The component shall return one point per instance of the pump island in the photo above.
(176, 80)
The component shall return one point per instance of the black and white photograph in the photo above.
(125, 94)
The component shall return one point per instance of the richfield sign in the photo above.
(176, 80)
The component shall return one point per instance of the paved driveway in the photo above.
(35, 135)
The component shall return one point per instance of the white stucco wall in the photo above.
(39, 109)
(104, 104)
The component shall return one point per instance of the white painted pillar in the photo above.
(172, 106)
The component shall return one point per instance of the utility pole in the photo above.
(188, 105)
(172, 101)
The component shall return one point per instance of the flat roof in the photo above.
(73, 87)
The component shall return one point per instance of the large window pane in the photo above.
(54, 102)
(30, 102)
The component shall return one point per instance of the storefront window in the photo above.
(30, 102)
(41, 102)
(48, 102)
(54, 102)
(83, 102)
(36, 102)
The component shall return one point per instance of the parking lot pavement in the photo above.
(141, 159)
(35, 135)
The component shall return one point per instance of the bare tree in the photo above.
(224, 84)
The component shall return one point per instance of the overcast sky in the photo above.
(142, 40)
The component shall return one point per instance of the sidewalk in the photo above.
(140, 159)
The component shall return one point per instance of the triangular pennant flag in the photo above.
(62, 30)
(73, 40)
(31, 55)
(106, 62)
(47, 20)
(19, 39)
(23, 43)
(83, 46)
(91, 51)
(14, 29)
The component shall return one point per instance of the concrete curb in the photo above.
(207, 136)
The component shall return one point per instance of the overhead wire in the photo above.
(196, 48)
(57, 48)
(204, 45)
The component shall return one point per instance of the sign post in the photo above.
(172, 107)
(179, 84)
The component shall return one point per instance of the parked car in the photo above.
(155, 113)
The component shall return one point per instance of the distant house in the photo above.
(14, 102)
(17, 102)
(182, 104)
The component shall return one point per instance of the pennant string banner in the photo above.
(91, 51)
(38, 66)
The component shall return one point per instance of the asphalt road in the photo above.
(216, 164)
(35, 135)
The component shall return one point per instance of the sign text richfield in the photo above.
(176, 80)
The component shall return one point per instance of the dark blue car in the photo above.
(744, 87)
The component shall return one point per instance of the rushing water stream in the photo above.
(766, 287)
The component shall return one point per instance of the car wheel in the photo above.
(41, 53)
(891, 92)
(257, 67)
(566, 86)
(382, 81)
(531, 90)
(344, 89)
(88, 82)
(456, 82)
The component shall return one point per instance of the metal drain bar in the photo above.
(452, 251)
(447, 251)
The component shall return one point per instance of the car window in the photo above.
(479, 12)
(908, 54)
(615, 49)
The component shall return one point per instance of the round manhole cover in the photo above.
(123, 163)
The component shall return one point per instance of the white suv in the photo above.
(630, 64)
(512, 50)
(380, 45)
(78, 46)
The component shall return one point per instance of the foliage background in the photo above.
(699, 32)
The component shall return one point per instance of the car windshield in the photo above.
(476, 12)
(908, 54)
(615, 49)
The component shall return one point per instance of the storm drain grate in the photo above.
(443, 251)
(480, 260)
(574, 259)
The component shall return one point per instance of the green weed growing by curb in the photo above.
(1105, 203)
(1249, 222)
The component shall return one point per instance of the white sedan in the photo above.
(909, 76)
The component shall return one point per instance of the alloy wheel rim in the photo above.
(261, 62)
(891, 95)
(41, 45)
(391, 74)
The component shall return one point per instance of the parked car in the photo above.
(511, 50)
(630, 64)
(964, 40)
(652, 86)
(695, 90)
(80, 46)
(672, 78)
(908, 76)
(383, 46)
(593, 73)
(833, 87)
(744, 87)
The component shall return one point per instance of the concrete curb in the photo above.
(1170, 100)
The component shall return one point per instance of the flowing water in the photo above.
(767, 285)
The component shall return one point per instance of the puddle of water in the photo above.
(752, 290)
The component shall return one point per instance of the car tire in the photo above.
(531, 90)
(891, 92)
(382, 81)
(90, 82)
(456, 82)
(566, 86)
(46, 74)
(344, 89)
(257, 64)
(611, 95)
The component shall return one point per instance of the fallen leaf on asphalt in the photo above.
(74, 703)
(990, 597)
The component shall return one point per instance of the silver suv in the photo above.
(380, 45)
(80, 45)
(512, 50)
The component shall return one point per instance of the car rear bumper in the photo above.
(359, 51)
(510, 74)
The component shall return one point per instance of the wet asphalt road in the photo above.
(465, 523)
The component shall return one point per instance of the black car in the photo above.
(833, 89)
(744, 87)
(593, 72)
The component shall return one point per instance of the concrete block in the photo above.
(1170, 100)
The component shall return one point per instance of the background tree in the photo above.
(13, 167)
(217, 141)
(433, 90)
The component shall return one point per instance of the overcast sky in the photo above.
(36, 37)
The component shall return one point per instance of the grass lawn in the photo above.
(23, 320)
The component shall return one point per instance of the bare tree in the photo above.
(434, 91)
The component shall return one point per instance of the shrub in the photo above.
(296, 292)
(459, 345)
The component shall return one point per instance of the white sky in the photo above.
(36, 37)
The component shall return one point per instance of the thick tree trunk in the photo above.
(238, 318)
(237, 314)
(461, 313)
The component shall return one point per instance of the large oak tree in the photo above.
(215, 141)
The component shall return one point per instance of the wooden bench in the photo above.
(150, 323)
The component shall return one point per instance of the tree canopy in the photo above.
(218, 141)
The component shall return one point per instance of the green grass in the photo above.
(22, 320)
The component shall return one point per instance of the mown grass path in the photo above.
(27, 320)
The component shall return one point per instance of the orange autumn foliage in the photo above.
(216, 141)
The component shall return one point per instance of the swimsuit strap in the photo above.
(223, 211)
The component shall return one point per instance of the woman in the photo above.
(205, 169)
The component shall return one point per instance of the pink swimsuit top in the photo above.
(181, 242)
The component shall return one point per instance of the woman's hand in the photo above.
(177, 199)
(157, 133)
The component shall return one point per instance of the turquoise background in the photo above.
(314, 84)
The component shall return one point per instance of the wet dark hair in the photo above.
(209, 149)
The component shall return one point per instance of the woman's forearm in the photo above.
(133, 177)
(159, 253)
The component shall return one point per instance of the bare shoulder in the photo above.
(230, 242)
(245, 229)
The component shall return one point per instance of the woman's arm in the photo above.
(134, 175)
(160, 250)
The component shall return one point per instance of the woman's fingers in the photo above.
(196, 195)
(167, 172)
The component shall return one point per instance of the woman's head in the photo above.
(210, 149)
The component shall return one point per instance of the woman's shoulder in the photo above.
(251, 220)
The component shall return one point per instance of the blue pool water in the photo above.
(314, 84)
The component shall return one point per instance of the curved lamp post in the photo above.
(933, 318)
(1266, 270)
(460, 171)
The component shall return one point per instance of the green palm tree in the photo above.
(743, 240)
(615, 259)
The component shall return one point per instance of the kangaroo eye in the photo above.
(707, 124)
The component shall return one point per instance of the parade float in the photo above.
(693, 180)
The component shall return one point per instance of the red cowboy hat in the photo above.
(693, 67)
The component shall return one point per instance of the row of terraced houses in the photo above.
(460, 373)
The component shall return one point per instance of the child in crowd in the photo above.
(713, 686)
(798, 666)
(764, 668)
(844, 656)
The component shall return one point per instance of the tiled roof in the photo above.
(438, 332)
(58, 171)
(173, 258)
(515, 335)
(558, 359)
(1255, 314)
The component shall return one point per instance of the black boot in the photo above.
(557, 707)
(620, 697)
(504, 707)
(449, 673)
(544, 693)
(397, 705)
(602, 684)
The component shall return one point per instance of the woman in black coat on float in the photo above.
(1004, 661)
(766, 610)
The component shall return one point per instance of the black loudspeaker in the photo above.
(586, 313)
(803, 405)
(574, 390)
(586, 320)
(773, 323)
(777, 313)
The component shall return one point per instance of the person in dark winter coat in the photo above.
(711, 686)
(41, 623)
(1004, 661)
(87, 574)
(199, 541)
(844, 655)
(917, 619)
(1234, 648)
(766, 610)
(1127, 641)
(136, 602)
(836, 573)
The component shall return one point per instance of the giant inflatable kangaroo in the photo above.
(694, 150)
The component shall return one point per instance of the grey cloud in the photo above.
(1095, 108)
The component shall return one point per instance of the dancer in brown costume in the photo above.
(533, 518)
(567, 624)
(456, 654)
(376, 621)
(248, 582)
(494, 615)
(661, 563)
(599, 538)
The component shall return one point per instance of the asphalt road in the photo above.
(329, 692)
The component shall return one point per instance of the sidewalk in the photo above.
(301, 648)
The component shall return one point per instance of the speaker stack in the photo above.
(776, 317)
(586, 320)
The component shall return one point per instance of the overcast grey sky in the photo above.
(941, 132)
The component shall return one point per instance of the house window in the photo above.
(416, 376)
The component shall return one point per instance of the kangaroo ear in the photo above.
────────────────────
Print from the line containing "The component shall return one point per instance of the tiled" to the last line above, exactly as written.

The component shall return one point per instance of the tiled roof in the photo above.
(438, 332)
(58, 171)
(173, 258)
(515, 335)
(558, 359)
(1255, 314)
The component shall return one point per instance of the black boot in the photo above.
(557, 707)
(620, 697)
(504, 707)
(449, 673)
(544, 693)
(397, 705)
(602, 684)
The component shall return one point per instance of the woman in black coat on float in the photo above.
(1004, 661)
(766, 610)
The component shall return one point per instance of the black loudspeaker in the photo above.
(586, 313)
(803, 405)
(574, 390)
(586, 320)
(773, 323)
(777, 313)
The component shall return one point per instance of the person in dark winter coat in the photo above.
(711, 686)
(41, 623)
(1004, 661)
(87, 574)
(199, 541)
(844, 655)
(917, 619)
(1234, 648)
(766, 610)
(1127, 641)
(136, 602)
(836, 573)
The component shall return one point per instance of the giant inflatable kangaroo in the photo above.
(694, 150)
The component shall return one point per instance of the grey cloud in the photo above.
(1095, 108)
The component shall return one point per instance of the dancer in brown costume in the photo above.
(533, 518)
(567, 624)
(456, 654)
(376, 621)
(248, 582)
(494, 615)
(661, 563)
(599, 538)
The component shall return one point per instance of the asphalt road in the photo above.
(329, 692)
The component shall return one point per instance of the sidewalk in the photo above.
(301, 648)
The component shall return one point per instance of the speaker stack in the photo above.
(776, 317)
(586, 320)
The component shall return one point per instance of the overcast grey sky in the photo above.
(941, 132)
The component shall return one point per instance of the house window in the photo above.
(416, 376)
The component shall return one point per instance of the kangaroo ear in the photo above.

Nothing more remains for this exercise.